• _What you need to do_
Please output every line of the material as it stands, without the pictures.

• _Material for the task_
- Opening Delimiter -
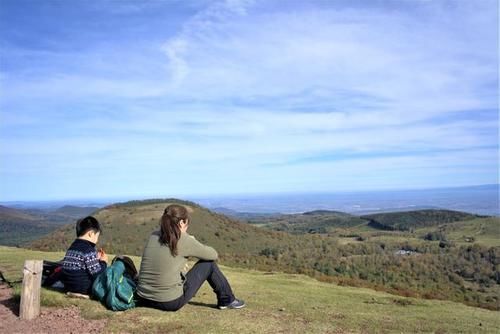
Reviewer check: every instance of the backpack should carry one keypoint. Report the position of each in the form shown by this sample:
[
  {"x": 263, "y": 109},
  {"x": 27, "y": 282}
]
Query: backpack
[{"x": 115, "y": 286}]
- Closing Delimiter -
• _Answer space_
Reviewer check: every instance of the backpack should carry one keypoint. Report the position of each in the form shown by this sample:
[
  {"x": 263, "y": 109},
  {"x": 27, "y": 282}
]
Query: backpack
[{"x": 115, "y": 286}]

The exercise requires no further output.